### What the task asks
Please give the records below again in full, exactly, with the images left out.

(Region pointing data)
------------

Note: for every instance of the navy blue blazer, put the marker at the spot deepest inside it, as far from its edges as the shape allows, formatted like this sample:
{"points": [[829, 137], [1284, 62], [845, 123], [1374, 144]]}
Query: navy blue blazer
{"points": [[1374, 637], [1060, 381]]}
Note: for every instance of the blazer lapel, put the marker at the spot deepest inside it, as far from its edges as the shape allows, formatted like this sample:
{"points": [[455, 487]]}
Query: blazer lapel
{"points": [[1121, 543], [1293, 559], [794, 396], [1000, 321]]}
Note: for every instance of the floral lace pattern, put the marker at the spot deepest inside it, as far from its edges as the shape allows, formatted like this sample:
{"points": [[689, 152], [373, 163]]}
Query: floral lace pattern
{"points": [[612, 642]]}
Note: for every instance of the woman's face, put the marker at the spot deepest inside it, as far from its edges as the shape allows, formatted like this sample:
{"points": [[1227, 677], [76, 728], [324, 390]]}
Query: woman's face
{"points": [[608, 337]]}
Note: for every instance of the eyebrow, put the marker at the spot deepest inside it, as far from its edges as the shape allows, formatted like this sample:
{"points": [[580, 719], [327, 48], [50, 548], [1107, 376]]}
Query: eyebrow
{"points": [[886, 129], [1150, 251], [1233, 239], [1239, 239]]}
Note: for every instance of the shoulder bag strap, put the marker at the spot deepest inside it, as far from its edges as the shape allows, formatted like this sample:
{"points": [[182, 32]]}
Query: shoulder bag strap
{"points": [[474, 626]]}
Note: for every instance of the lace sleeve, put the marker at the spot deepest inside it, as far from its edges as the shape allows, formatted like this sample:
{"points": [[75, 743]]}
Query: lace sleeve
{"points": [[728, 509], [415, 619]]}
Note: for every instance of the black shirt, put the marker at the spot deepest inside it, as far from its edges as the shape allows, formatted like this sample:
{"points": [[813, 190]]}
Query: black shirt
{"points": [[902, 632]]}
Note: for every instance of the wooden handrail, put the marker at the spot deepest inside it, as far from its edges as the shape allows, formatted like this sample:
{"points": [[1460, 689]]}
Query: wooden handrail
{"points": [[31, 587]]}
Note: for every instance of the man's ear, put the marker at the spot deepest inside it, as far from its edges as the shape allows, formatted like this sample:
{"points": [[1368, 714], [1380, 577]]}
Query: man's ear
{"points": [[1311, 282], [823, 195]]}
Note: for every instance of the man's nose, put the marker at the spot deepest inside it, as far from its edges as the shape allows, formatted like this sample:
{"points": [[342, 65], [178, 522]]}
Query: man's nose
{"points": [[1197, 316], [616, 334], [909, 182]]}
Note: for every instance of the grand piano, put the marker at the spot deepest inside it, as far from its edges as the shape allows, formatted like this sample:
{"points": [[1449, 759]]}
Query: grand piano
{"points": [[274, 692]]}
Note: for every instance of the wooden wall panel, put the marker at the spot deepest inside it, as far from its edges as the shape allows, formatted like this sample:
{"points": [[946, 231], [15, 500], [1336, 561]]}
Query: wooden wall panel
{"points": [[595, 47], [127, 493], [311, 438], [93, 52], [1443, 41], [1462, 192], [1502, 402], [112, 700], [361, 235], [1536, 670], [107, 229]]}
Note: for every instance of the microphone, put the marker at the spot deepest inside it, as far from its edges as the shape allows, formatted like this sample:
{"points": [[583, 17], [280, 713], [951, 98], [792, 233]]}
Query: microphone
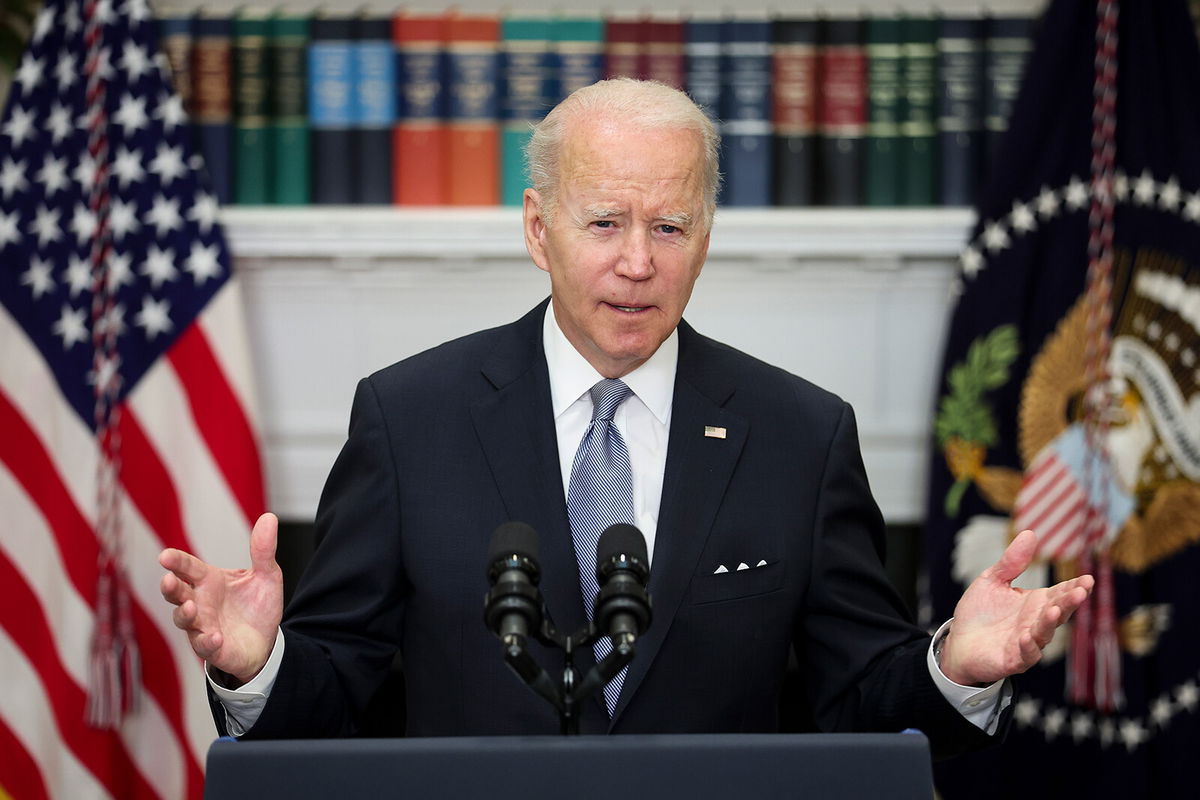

------------

### Problem solution
Note: for every instance of the navy blue blazer, put the marker at the spot deepest inside it, as far from its edges as the shape allows, formatted like this sample:
{"points": [[829, 137], [1284, 62], [845, 123], [1374, 144]]}
Query: navy blue blazer
{"points": [[1374, 637], [1060, 381]]}
Note: for every instance of the blazer lapel, put the marker at the spot deepest inside it, as far from its edges as the shape allows, formatted like this sample:
{"points": [[455, 487]]}
Query: blazer lapel
{"points": [[1121, 543], [1293, 559], [794, 396], [1000, 321]]}
Note: for every instance of the floral lace pattern, put the marker at the spot deepest inside it, as far from its edges as the shape allows, formatted like this sample:
{"points": [[689, 152], [373, 163]]}
Query: floral lace pattern
{"points": [[612, 642]]}
Note: for every instance of the woman's face, put the marker at the spot deepest inside it, as far from its edges as the shape allows, formatted like this sample:
{"points": [[1227, 677], [76, 728], [324, 390]]}
Query: woman's face
{"points": [[608, 337]]}
Note: for every instance of the eyebrow, put the marker at the spot deepest inside it, as far from its edges as the shape allows, formatted like this sample:
{"points": [[580, 719], [327, 48], [50, 548], [1107, 376]]}
Query: eyebrow
{"points": [[886, 129], [1150, 251], [1233, 239], [1239, 239]]}
Note: for every instance of the shoulder bag strap, put the marker at the spot deepest inside it, as far from its edges as the shape allows, formatted like this sample:
{"points": [[182, 32]]}
Query: shoulder bag strap
{"points": [[474, 626]]}
Note: for every instance of the lace sleeve, put the marker at the spot deepest inside it, as far from its edges as the shape allows, formatted like this sample:
{"points": [[75, 743]]}
Query: lace sleeve
{"points": [[728, 509], [415, 619]]}
Note: for every instance of the black shirt, put the marker at the spot deepest inside it, as far from its edges as the shape allows, formatted like this sample:
{"points": [[813, 190]]}
Query: black shirt
{"points": [[902, 632]]}
Note: for every instance of the wooden handrail, put the marker at the spot deepest inside it, as far from its edges as the shape allows, formatted like this sample:
{"points": [[1460, 689]]}
Query: wooden handrail
{"points": [[31, 587]]}
Note: for every instance of the man's ear, put the marker at the spot deepest inside it, as far from its edges as the shape allows, formatted like this sample:
{"points": [[1368, 714], [1380, 577]]}
Query: man's ear
{"points": [[1311, 282], [823, 195]]}
Note: for every instance of the man's nose, put the marker at the spot deepest inside it, as far from its edges as the shape allows, formatted like this sample:
{"points": [[342, 65], [178, 522]]}
Query: man's nose
{"points": [[1197, 316], [616, 334], [909, 182]]}
Note: for every instance of the grand piano, put the marker at the spot deepest inside it, as far from its edges as the shape allows, formatted like this sample:
{"points": [[1449, 759]]}
Query: grand piano
{"points": [[274, 692]]}
Note: for every instance of the wooden wall panel, put the marker at the spot deepest inside it, as far from its edges as the shape allows, formatted like this sample:
{"points": [[946, 231], [15, 500], [1336, 561]]}
Query: wooden wall panel
{"points": [[595, 47], [127, 493], [311, 438], [93, 52], [1443, 41], [1462, 192], [1502, 402], [112, 700], [361, 235], [1536, 670], [107, 229]]}
Note: for every instance of the microphone, put the marker at the spot deepest inside it, as far from its edges as the shape allows, formatted like this sample:
{"points": [[583, 17], [280, 713], [951, 98], [792, 233]]}
Query: microphone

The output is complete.